» EXERCISE REQUIREMENTS
Every entry needs to be reproduced exactly.

» ENTRIES PROVIDED
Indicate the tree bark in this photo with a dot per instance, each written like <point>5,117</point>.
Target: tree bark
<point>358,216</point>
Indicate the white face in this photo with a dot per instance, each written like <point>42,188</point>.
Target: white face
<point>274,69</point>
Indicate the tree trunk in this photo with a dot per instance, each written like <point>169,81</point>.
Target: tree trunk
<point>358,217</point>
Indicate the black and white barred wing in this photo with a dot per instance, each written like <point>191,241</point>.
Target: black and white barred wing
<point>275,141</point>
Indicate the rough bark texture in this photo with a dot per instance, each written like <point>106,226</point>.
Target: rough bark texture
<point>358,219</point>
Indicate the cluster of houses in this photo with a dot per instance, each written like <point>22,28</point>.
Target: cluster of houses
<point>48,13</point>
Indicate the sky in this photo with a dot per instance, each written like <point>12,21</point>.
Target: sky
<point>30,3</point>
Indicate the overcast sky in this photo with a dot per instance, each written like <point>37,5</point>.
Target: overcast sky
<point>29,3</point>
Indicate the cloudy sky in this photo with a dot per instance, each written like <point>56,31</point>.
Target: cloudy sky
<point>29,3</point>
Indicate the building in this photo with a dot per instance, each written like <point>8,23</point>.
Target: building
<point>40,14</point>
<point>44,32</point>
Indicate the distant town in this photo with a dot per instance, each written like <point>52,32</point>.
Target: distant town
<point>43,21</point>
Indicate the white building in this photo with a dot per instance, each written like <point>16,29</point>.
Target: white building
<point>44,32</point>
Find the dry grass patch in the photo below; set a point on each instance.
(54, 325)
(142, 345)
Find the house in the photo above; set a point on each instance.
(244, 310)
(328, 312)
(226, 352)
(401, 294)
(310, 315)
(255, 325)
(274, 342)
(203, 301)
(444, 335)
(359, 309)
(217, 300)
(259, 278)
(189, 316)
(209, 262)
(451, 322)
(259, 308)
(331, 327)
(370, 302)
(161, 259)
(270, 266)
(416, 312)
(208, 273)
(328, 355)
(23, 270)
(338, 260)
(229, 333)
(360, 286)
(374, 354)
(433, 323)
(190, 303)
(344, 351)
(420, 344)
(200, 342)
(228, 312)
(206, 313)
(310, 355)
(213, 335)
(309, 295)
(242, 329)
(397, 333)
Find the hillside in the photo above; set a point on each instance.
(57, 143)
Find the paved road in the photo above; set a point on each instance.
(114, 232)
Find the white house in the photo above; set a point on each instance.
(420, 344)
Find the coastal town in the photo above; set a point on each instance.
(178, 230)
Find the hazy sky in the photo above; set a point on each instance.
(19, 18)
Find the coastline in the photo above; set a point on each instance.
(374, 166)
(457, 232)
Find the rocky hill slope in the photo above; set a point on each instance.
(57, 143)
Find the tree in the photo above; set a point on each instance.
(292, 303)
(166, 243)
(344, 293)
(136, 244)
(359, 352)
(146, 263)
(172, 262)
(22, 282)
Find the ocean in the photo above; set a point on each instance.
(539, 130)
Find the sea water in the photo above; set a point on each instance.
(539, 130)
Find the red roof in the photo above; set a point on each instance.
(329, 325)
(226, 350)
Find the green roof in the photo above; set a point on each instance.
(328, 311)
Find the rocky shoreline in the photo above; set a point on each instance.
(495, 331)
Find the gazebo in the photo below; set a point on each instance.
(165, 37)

» EXERCISE OUTPUT
Indicate the tree bark in this photo with a dot per instance, each written like <point>5,117</point>.
Target: tree bark
<point>358,216</point>
Indicate the white face in this photo with a dot per instance, each written like <point>42,188</point>.
Target: white face
<point>274,69</point>
Indicate the tree trunk in this photo with a dot per instance, each written like <point>169,81</point>.
Target: tree trunk
<point>358,217</point>
Indicate the black and white barred wing in this photo with a dot per instance, each written like <point>191,241</point>.
Target: black and white barred wing
<point>275,141</point>
Indicate the rough bark texture in this photo with a dot per instance, each written like <point>106,226</point>.
Target: rough bark texture
<point>358,219</point>
Indicate the cluster of houses in this photo with a dot per instance, each written like <point>22,28</point>.
Target: cluster of houses
<point>48,13</point>
Indicate the sky in this photo with a dot per instance, each written like <point>12,21</point>.
Target: sky
<point>30,3</point>
Indicate the overcast sky in this photo with a dot per instance, each written like <point>37,5</point>.
Target: overcast sky
<point>29,3</point>
Indicate the cloudy sky in this photo with a dot per instance, each written like <point>56,31</point>.
Target: cloudy sky
<point>29,3</point>
Indicate the building in this photo with a dot per instance, each written like <point>8,23</point>.
Target: building
<point>40,14</point>
<point>44,32</point>
Indicate the distant town in this photo with a dot per instance, each written like <point>52,32</point>.
Target: distant town
<point>43,21</point>
Indicate the white building in this photo with a dot per instance, each written like <point>16,29</point>.
Target: white building
<point>44,32</point>
Find the dry grass patch in the photo below; set a point on each instance.
(54, 325)
(142, 345)
Find the house in the photo above; set a point on each instance.
(244, 310)
(328, 312)
(226, 352)
(401, 294)
(310, 315)
(255, 325)
(274, 342)
(203, 301)
(444, 335)
(359, 309)
(217, 300)
(259, 278)
(189, 316)
(209, 262)
(451, 322)
(259, 308)
(331, 327)
(370, 302)
(161, 259)
(270, 266)
(416, 312)
(208, 273)
(328, 355)
(23, 270)
(338, 260)
(229, 333)
(360, 286)
(374, 354)
(433, 323)
(190, 303)
(344, 351)
(420, 344)
(200, 342)
(228, 312)
(206, 313)
(310, 355)
(213, 335)
(309, 295)
(242, 329)
(397, 333)
Find the hillside in the photo above; set a point on each instance.
(57, 143)
Find the paved road in the photo above; set a point on each instance.
(114, 232)
Find the white house in the photo above; set a point on each instance.
(420, 344)
Find the coastal town in the photo above; set a point on each instance.
(178, 230)
Find the hazy sky in the photo above; set a point on each instance.
(19, 18)
Find the coastline in the photo above; set a point on each instance.
(374, 166)
(457, 232)
Find the rocky hill slope in the photo above; set a point on each instance.
(57, 143)
Find the tree in the photo above; set a point on each instance.
(292, 303)
(166, 243)
(344, 293)
(136, 244)
(359, 352)
(146, 263)
(172, 262)
(22, 282)
Find the ocean in the photo above; set a point on each instance.
(539, 130)
Find the sea water in the photo above; set a point on each instance.
(539, 130)
Find the red roof in the photo above; set a point on each instance.
(329, 325)
(226, 350)
Find the green roof in the photo above; set a point on each instance.
(328, 311)
Find the rocky shoreline in the photo above; set a point on each instance.
(495, 331)
Find the gazebo in the photo below; set a point on each instance.
(165, 37)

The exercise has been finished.